Afyonkarahisar’da çok sayıda şehit ailesi ve gaziler Anıtpark’ta “Şehide Saygı Teröre Lanet” adlı basın açıklaması için toplandı. Türkiye Harp Malulü Gaziler, Şehit Dul ve Yetimleri Derneği Başkanı İsmail Kumartaşlı başkanlığında gerçekleşen basın açıklamasına katılan aileler terörist başı Abdullah Öcalan ile yapılan görüşmelere tepki gösterdi.
Dikkat Çeken Dövizler
Şehit ailelilerinin ellerinde “Genel af kabul edilemez”, “Silahları ile gömülsünler”, “Umut hakkı kabul edilemez”, “Bebek katilinin yeri İmralı’dır” yazılı dövizler yer alması dikkat çekti.
Dikkat Çeken Sözler: Sizin Oğlunuz Öldü Mü?

- Yapılacaklar -
[1] Haberde "Afyonkarahisar’da çok sayıda" ile "görüşmelere tepki gösterdi." arasındaki bölümü, bu ifadeler de dahil olmak üzere hiçbir değişiklik yapmadan yazın.
[2] Habere göre şehit aileleri ve gaziler Afyonkarahisar'da hangi yerde toplandı?
[3] Şehit ailelerinin Afyonkarahisar'daki basın açıklamasını anlatan haberi, son satırından itibaren sürdürün.

- Kayıtlı Veriler -
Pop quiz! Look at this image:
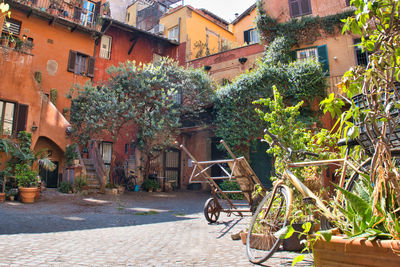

- Cevap Anahtarı -
[1]
Afyonkarahisar’da çok sayıda şehit ailesi ve gaziler Anıtpark’ta “Şehide Saygı Teröre Lanet” adlı basın açıklaması için toplandı. Türkiye Harp Malulü Gaziler, Şehit Dul ve Yetimleri Derneği Başkanı İsmail Kumartaşlı başkanlığında gerçekleşen basın açıklamasına katılan aileler terörist başı Abdullah Öcalan ile yapılan görüşmelere tepki gösterdi.

[2] Anıtpark'ta toplandılar.

[3]
Burada şehit aileleri adına konuşan Dernek Başkanı İsmail Kumartaşlı özetle şunları söyledi:
Değerli şehit ailelerimiz, kahraman gazilerimiz, aziz Türk milleti ve değerli basın mensupları, öncelikle Sarıkamış’ta, 110 yıl önce "Beyaz Ölüm"ün destanını yazan binlerce şehidimizi minnetle ve dua ile anıyor, tüm şehitlerimize Allah’tan rahmet diliyoruz. Bugün burada, şehit aileleri ve gaziler olarak yaşadığımız acıları, yüreğimizde yanan ateşi sizlere anlatmak için toplanmadık. Bugün sizlere bir şehit annesine, oğlunun postallarına çiçek ektiren acıyı, bir şehit babasına evladının fotoğrafı karşısında geceyi sabahlatan acıyı, bir şehit eşinin canının yarısını toprağa koyuşunu, umutları elinden alınan şehit çocuklarının yarım kalışını anlatmak için toplanmadık. Çünkü bu eksikliği anlatacak kelime yok.
Çanakkale’yi, Sarıkamış’ı, Kocatepe’yi, Kurtuluş Savaşı’nı, Kıbrıs’ı konuşalım
Bizler bugün burada biraz tarih konuşmak için toplandık. Mesela Çanakkale’yi, Sarıkamış’ı, Kocatepe’yi, Kurtuluş Savaşı’nı, Kıbrıs’ı konuşalım. Yokluklar içerisinde verdiğimiz binlerce şehidimizi konuşalım. Sınırlarımızı nasıl çizdiğimizi, vatanın her karışının şehit kanlarıyla sulanışını konuşalım. Ve Akif’in "Sen şehit oğlusun, incitme, yazıktır atanı, verme dünyaları alsan da bu cennet vatanı." dizelerini hatırlayalım. Zira buna çok ihtiyacımız var.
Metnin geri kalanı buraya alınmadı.